Collected data:

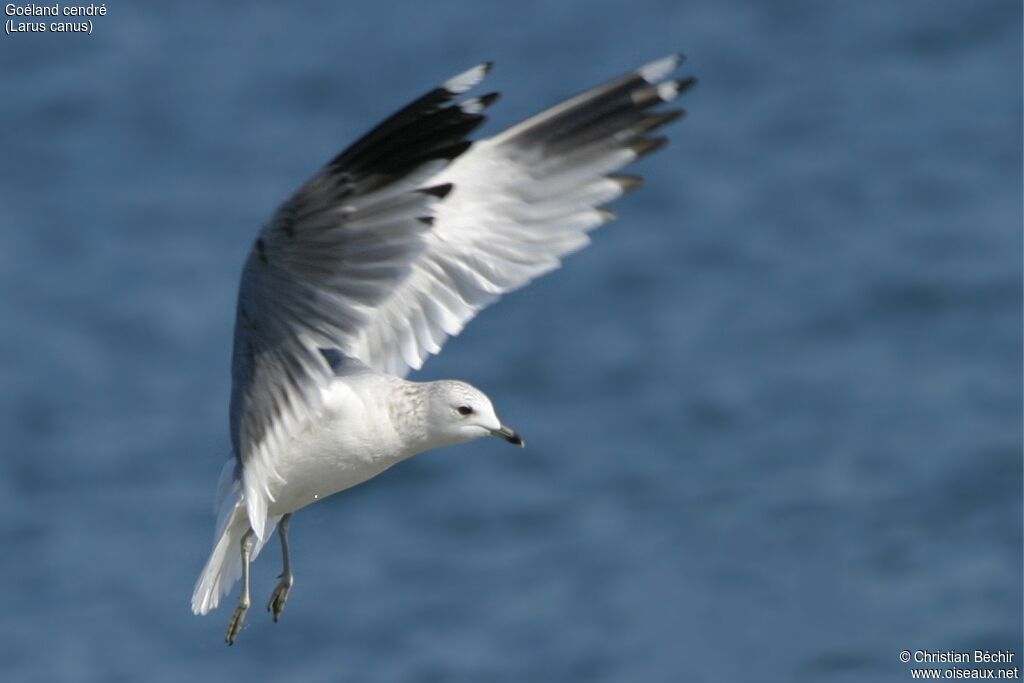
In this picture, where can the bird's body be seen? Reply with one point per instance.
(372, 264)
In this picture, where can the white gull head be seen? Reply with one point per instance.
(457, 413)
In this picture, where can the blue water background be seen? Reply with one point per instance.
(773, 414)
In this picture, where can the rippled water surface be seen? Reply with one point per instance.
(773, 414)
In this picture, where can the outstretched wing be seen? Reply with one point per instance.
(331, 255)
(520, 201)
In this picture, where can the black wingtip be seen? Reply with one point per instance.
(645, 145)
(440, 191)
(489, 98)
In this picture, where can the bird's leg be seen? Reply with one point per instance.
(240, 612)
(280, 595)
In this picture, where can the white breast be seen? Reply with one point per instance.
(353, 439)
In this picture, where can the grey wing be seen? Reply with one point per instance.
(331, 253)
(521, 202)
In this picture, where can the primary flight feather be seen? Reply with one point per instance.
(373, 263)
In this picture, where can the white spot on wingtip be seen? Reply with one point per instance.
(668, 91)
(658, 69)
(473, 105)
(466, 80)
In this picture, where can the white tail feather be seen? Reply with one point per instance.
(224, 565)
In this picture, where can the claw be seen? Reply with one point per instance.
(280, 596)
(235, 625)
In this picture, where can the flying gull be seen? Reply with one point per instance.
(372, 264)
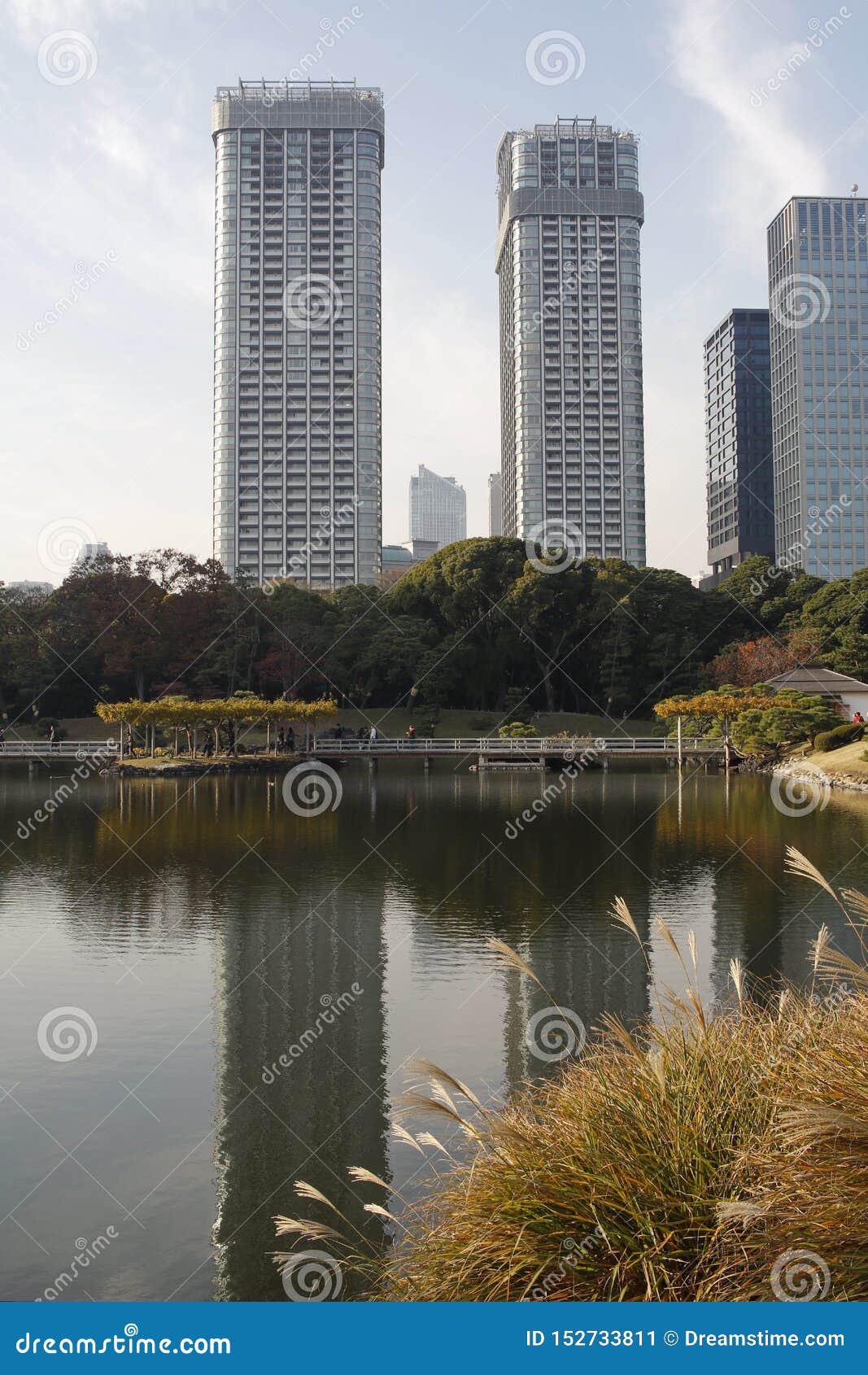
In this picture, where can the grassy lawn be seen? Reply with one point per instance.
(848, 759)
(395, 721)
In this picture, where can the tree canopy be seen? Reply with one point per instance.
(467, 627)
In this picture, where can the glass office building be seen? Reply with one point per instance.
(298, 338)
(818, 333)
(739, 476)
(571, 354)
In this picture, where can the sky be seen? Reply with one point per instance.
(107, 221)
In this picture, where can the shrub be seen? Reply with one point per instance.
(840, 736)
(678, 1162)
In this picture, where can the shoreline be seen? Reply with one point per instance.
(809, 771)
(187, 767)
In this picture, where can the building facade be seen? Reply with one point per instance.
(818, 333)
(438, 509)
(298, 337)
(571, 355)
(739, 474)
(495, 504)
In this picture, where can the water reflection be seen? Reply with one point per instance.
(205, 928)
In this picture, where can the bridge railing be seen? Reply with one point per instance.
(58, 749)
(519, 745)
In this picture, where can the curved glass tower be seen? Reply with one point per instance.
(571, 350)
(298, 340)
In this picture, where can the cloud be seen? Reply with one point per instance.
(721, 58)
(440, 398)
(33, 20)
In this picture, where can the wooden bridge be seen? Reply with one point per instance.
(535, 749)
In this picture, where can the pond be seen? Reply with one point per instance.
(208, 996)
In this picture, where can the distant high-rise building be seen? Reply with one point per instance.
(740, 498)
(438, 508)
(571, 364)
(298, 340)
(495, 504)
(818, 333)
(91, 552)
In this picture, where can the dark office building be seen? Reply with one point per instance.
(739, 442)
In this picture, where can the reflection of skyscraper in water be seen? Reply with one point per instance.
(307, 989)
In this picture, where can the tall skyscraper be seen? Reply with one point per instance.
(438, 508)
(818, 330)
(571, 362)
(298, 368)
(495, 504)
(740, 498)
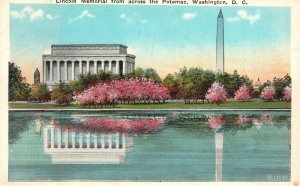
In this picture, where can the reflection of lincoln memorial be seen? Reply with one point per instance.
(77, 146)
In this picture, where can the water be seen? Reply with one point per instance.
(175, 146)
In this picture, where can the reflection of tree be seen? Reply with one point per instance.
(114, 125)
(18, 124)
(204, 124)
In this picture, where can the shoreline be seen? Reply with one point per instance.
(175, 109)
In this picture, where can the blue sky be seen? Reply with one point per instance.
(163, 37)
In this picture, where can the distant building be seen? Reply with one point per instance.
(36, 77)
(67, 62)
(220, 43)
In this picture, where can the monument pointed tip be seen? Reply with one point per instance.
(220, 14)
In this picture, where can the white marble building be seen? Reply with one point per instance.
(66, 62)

...

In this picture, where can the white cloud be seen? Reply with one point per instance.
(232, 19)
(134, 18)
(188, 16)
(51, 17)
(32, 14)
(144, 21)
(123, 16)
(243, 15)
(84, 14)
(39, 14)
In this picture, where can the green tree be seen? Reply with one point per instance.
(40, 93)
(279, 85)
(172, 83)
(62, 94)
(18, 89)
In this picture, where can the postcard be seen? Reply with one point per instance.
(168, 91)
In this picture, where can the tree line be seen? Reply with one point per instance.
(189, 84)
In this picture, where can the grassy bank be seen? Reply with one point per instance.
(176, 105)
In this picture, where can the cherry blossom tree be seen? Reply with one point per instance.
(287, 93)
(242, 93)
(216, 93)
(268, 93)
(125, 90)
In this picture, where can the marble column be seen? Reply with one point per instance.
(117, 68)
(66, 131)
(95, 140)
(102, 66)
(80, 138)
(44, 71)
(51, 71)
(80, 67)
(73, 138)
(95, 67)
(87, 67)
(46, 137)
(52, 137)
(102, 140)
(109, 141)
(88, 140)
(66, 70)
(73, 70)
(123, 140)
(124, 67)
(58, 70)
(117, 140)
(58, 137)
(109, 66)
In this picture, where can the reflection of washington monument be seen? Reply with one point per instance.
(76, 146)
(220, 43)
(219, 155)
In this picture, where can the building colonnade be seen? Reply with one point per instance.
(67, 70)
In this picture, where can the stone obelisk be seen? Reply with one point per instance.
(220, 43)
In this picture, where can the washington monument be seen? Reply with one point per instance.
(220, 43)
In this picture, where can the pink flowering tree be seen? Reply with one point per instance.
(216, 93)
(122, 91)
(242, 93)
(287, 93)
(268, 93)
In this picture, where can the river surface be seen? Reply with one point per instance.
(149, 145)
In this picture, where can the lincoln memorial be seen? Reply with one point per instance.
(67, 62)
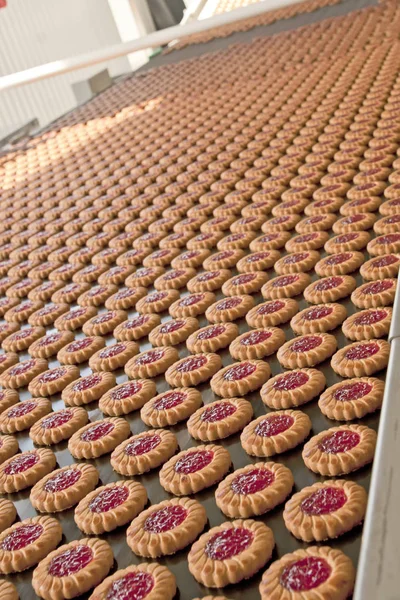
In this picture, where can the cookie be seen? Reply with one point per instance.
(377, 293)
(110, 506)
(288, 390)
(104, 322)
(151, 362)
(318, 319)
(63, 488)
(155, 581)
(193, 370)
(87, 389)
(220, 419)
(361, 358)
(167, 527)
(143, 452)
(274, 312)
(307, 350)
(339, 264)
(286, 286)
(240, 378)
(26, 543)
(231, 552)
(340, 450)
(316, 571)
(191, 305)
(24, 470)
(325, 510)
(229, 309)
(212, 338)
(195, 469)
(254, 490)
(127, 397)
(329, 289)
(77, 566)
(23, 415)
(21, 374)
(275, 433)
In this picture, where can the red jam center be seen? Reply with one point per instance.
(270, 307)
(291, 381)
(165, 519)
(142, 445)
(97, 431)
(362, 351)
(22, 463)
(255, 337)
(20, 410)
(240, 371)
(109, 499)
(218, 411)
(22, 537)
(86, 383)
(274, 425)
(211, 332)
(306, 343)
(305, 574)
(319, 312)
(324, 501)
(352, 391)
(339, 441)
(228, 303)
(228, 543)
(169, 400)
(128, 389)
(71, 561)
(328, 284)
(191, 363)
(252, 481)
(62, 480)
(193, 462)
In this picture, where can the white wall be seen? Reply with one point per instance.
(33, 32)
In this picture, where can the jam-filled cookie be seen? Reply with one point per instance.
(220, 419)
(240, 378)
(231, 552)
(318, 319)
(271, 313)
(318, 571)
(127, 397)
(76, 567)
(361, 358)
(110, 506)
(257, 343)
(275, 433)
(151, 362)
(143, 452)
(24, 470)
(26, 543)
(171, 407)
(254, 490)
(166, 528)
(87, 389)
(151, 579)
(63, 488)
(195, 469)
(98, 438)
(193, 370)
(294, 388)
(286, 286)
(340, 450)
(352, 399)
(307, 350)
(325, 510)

==

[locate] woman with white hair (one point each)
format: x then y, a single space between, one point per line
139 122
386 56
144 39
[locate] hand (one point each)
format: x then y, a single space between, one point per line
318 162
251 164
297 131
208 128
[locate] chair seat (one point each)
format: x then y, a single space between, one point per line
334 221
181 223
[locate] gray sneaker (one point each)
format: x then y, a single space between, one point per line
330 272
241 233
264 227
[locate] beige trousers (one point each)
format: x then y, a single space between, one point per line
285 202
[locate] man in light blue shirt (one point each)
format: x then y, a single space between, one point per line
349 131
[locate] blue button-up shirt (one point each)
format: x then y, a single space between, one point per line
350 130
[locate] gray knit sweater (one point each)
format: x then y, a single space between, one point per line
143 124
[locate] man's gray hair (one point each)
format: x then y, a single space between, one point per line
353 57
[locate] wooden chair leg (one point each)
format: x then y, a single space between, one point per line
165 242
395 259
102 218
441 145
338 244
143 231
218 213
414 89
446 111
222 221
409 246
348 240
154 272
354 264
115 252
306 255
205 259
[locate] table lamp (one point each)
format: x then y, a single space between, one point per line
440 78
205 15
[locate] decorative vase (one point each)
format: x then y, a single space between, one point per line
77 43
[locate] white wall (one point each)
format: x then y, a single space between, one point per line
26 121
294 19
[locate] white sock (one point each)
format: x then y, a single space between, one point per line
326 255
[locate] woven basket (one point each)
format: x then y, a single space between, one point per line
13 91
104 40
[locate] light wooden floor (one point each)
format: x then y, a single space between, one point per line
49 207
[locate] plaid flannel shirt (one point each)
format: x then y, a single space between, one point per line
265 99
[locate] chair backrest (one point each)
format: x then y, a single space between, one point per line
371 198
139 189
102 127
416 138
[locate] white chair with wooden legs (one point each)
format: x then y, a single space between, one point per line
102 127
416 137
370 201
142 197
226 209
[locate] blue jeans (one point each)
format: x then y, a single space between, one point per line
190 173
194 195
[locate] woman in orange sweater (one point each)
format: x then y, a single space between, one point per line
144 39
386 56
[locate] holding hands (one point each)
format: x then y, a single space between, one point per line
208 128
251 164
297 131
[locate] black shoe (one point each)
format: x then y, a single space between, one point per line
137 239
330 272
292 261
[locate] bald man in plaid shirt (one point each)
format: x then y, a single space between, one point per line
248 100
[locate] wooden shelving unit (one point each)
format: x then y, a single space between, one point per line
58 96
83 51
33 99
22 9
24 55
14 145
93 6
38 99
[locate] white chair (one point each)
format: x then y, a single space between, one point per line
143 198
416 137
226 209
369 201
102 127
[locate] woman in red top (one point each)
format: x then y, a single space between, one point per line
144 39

WORK INSTRUCTION:
With the line that has "[locate] woman with" as the first and the line that has "[locate] gray knit sweater (one point each)" as the last, repeat exactly that run of lines above and no more.

RESPONSE AREA:
[locate] woman with white hair (one point each)
format: x then y, a single space between, one point per line
139 122
386 56
144 39
[locate] hand (one point each)
format: x then y, a single space between, one point per line
318 162
251 164
297 131
208 128
[locate] chair seat (one point each)
format: x then y, a single space between, one point per line
334 221
181 223
[locate] gray sneaker (one point each)
format: x then y, a single space between, one point per line
330 272
241 233
264 227
[locate] beige trousers (one point each)
format: x then y, a single space between, one point per line
285 202
[locate] man in light blue shirt (one point each)
format: x then y, a single space between, one point per line
349 131
[locate] blue button-up shirt (one point each)
format: x then y, a single space between, one point per line
350 130
[locate] gray knit sweater (one point each)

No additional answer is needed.